──────── DOCUMENT TEXT

Rosenbloom: Yeah, we’re thrilled to be a part of the New Standards Live Show, which will be the New York debut of her project. It’s rooted in the book that she published through the Berklee Institute of Jazz and Gender Justice. We’ve been working with Berklee and with New School on this Jazz and Gender series for a number of years. In 2018, we hosted our first Jazz and Gender talk with Angela Davis, esperanza spalding, Terri Lyne Carrington, and a few others. And the most memorable moment in that talk was Angela Dav saying, “Why is the jazz community so ass backwards, in this day and age, when it comes to gender equity, when the jazz movement in the 1960s was the soundtrack, the flag bearer of the movement. Why is it not leading the movement now?” And that was when we were seeing in 2018, a lot of MeToo reckoning happening in other industries, but we weren’t really feeling it so much in jazz. So, there was clearly an opportunity and in past several years there’s been great work, including what Terri Lyne has started with Berklee, along with some other organizations.
Baltin: Sage Bava and I interviewed Robert Glasper last month. One of the things that we discussed at length was, how he feels that jazz is a little too sedentary, that the people who protect the legacy are way too set in the idea of this is what jazz is supposed to be. So how do you make sure that the fest is both classic, but at the same time moves forward?
Rosenbloom: I’m proud of the fact that we have a really broad spectrum of what we believe jazz can be. So our mission is not to say that this is what jazz is one thing. For us, it’s so many things and it’s growing and progressing. And I’m often asked, “How do you decide how to include an artist?” I’m not interested in mimicking some of the larger festivals that just use the word jazz on their festival as a marketing term. And of course, as a side note, of course we recognize the importance of black American music as the root and influence of everything we do. But in terms of specifically, what is jazz and why are we presenting an artist? If an artist specifically says that black American music and jazz are an influence in their music and I can hear it. And of course, I think the artist is good and worthy of being showcased, then I’m interested in including them.

────────────────
──────── INFORMATION SHOWN

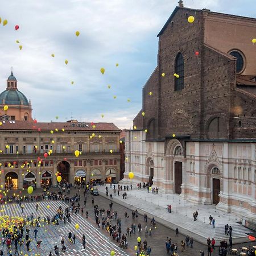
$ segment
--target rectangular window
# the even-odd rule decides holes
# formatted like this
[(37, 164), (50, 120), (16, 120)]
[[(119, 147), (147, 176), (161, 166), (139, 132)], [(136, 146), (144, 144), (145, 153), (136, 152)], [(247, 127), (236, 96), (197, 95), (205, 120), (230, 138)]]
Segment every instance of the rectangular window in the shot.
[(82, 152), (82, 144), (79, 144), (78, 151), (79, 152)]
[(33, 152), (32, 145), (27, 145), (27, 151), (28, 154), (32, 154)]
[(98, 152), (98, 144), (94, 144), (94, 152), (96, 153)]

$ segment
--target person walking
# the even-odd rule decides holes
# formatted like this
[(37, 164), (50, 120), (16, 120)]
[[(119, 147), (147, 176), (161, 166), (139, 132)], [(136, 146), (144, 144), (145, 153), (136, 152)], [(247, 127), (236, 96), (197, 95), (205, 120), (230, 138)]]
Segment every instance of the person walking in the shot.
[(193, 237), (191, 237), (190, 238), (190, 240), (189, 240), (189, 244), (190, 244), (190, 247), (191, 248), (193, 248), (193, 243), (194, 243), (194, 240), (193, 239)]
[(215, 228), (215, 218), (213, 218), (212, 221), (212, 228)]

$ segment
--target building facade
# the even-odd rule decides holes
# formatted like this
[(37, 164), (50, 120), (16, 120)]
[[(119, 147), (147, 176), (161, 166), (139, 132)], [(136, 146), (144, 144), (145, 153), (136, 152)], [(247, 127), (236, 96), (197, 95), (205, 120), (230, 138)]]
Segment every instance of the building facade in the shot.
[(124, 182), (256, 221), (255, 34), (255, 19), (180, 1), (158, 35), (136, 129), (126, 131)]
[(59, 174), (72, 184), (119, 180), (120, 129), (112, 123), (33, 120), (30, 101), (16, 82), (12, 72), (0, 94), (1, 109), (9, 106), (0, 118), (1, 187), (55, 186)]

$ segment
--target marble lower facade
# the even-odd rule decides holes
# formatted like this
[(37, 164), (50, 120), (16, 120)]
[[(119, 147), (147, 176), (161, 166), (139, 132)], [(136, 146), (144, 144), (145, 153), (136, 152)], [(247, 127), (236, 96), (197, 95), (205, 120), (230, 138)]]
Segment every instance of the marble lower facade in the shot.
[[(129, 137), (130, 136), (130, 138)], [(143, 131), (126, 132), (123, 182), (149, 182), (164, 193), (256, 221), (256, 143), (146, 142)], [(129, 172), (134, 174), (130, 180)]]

────────────────

ASSIGNMENT 1 - Quote the jazz festival interview from "Rosenbloom: I’m proud" to "in including them.".
ASSIGNMENT 2 -
Can you answer these questions about the jazz festival interview?
(a) In what year was the first Jazz and Gender talk hosted?
(b) Whom did Baltin and Sage Bava interview last month?
(c) According to Rosenbloom, what do some larger festivals use the word jazz as?
ASSIGNMENT 3 - Could you proceed with the jazz festival interview from the point where it stops?

OUTPUT 1 -
Rosenbloom: I’m proud of the fact that we have a really broad spectrum of what we believe jazz can be. So our mission is not to say that this is what jazz is one thing. For us, it’s so many things and it’s growing and progressing. And I’m often asked, “How do you decide how to include an artist?” I’m not interested in mimicking some of the larger festivals that just use the word jazz on their festival as a marketing term. And of course, as a side note, of course we recognize the importance of black American music as the root and influence of everything we do. But in terms of specifically, what is jazz and why are we presenting an artist? If an artist specifically says that black American music and jazz are an influence in their music and I can hear it. And of course, I think the artist is good and worthy of being showcased, then I’m interested in including them.

OUTPUT 2 -
(a) 2018
(b) Robert Glasper
(c) A marketing term

OUTPUT 3 -
Baltin: After people come to this, what’s the best thing that you can hear as the promoter either on social media or people walking out of a venue?
Rosenbloom: Some of the best experiences are, you’re at a venue, you’re discovering something brand new and you look next to you and there’s Ravi Coltrane or Brandee Younger standing next to you enjoying that same moment. So the idea is you’re rubbing shoulders with the musicians that you just saw play, they’re out for the same reason you are, to discover, to support musicians. And it’s that energy that we’ve been missing for three years, of course. It’s also just a reminder when you’re in it, especially at one of the marathon nights, you’re feeling the vibrancy and the vitality of this scene. And one of the other things we’re incredibly proud about is the amount of young groups that are performing, that we’re able to present. Again, it just shows that the music is alive. The youthful energy of the newer groups is intoxicating, for me personally, knowing that the future is going to be long and bright in this music.